*** Excerpt to read
As a huge fan of isometric D&D-based RPGs like the Baldur's Gate and Icewind Dale series, and their spiritual successor Pillars of Eternity, and having enjoyed Owlcat Studio's previous Pathfinder: Kingmaker game (despite some of its issues), I was anxiously awaiting this release. I was a Kickstarter backer when it was first announced, in fact. And boy, did it pay off.

Their first attempt at a Pathfinder game, 2018's Kingmaker, was good but flawed. Luckily, Owlcat seems to have taken a lot of the feedback from that game to heart when producing Wrath of the Righteous. Wrath of the Righteous is noticeably improved over Kingmaker, and they've specifically addressed a number of the major complaints a lot of people had with Kingmaker. (While it's not a direct sequel to Kingmaker, it's built around the same game system in the same world setting, and there's a tiny bit of story overlap and cameos for fans of Kingmaker.)

I'm a little under 100 hours into Wrath of the Righteous at this point, and just barely into Act 4 out of 5. You start at Level 1 (of 20), and I'm currently at Level 14, although the early levels are gained faster than the later ones. So there's clearly 150+ hours of content here, but then I'm the kind of guy who likes to do all the optional side quests.


Here are my thoughts so far...

-Great story and setting. Much, much darker than Kingmaker. Understandable, considering the gist of the game is that you're leading a crusade against the ravening hordes of a Demonic invasion, who are spilling out from Hell to rape/pillage/murder/corrupt their way across a portion of the world. Luckily, they don't shy away from the nuances here. It's not a matter of "Good Guys good; Demons bad". There are Crusaders who are evil and flawed, and Demons and Demon-supporters who think they're doing the right thing for understandable ends. And there are times when you have to work alongside the lesser of several evils in order to do the greater good. Or, it's entirely possible to play through the game as an Evil character, fighting the Demon invasion for your own nefarious purposes. More on that later.

-Excellent character voices and personalities. You have a party of 6 (main character plus 5 companions at a time), and there's around a dozen companions total to choose from. Unlike a lot of other RPGs, party members are fully fleshed out, and have their own storylines, dialogues, thoughts, and personalities.

-Beautiful visuals. You can tell they really took their time with the backgrounds, character models, spell effects, monster designs, etc.

-Lots of cool additions/improvements over Kingmaker. Some of them are relatively small, adding things such as animal companions that characters can ride as mounts, or the ability to teleport across the world map in certain situations to speed up traveling back to your home base. But one of the best and biggest additions is the new Turn Based Combat mode. While the game defaults to Real Time With Pause like all its various predecessor isometric RPGs, they also included a mode that mirrors the turn-based combat of tabletop D&D/Pathfinder. It's the most faithful game adaptation of TTRPG combat I've seen. It's seriously awesome. And it really helps to make big combats easier to process, since everything is slowed down into single turn bites, rather than a mass of things happening in real-time on screen where you're constantly having to pause just to figure out what just happened. And the ability to switch between Real-Time and Turn-Based combat on the fly is fantastic, since you can mow through smaller/simpler combats quickly in real time, and then slow it down into turn-based when fighting larger groups of enemies or tougher bosses. (I actually waited until I was a couple dozen hours into the game before trying out Turn Based mode, figuring that Real Time With Pause had been good enough before and was still good enough now, and I was seriously blown away when I flipped it on to check it out. I wish I had played that way from the get-go.)
******
*** Extracted material
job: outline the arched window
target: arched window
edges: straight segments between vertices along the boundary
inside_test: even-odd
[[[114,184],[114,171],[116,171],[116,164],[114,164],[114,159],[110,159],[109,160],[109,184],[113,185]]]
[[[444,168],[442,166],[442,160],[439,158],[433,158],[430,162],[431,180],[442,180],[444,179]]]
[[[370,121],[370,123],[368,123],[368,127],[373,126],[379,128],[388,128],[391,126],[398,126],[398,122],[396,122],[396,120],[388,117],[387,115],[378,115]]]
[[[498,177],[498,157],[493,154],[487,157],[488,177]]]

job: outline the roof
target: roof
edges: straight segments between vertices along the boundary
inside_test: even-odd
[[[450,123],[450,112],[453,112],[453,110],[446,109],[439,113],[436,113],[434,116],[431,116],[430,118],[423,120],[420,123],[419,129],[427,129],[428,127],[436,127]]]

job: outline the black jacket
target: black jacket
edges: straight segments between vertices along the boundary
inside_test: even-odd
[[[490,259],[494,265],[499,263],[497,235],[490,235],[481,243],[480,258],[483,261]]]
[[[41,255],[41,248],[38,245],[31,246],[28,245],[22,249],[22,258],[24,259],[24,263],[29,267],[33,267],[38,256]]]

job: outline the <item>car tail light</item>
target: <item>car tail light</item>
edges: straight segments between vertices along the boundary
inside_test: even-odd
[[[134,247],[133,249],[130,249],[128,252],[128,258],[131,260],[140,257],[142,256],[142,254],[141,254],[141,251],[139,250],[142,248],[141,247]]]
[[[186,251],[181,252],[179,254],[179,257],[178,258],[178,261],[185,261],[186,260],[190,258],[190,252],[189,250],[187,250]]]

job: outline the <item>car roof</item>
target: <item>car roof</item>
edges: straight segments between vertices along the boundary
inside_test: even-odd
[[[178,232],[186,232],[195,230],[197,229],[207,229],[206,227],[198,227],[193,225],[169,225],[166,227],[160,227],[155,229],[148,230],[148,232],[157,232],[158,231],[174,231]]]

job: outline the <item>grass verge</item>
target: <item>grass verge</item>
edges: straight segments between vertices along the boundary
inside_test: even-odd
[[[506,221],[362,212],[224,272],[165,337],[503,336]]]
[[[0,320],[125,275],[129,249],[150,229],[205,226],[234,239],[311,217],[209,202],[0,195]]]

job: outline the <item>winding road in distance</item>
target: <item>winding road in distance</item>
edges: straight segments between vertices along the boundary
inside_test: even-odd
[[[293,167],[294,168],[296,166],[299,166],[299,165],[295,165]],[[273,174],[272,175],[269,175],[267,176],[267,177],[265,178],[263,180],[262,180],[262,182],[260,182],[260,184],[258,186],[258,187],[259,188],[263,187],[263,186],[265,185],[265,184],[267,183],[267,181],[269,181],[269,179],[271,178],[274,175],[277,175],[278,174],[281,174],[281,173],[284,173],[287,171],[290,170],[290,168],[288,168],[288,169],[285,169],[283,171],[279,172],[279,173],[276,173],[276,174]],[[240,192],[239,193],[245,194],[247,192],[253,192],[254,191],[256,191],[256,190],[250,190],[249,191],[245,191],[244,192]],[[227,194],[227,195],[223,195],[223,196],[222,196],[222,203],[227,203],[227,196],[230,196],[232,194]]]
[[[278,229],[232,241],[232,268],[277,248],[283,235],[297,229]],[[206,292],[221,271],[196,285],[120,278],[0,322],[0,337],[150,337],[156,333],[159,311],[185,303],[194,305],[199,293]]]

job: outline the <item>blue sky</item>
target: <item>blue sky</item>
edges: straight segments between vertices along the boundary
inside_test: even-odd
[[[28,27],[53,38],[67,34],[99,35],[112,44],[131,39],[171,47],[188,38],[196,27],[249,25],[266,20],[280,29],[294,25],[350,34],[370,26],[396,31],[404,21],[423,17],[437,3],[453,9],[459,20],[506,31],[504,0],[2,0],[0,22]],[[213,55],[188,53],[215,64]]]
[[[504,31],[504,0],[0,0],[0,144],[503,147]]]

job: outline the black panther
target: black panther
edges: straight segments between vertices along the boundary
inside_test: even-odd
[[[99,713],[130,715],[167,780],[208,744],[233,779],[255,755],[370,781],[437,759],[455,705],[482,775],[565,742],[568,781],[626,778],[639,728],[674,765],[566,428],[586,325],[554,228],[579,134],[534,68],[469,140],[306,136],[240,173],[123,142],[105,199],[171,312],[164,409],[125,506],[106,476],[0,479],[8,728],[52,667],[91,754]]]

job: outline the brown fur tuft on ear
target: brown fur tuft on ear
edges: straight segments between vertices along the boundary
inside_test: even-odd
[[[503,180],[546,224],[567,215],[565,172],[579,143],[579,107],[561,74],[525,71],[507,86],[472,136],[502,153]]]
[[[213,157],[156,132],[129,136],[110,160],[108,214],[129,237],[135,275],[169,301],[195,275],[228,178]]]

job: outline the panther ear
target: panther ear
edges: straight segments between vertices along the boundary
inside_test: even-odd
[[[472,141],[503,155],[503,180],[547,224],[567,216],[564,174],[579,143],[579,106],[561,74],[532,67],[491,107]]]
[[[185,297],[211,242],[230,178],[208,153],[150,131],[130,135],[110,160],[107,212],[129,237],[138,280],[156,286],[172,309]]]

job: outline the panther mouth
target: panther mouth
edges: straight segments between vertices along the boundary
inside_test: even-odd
******
Short task 1 => According to the game review, how many characters make up the player's party at a time?
Short task 2 => Rewrite the passage of the game review starting with "-Excellent character voices" and going on through "monster designs, etc.", swapping "backgrounds" for "landscapes".
The records here have no connection to the game review.

Reply 1 => Six: the main character plus 5 companions.

Reply 2 =>
-Excellent character voices and personalities. You have a party of 6 (main character plus 5 companions at a time), and there's around a dozen companions total to choose from. Unlike a lot of other RPGs, party members are fully fleshed out, and have their own storylines, dialogues, thoughts, and personalities.

-Beautiful visuals. You can tell they really took their time with the landscapes, character models, spell effects, monster designs, etc.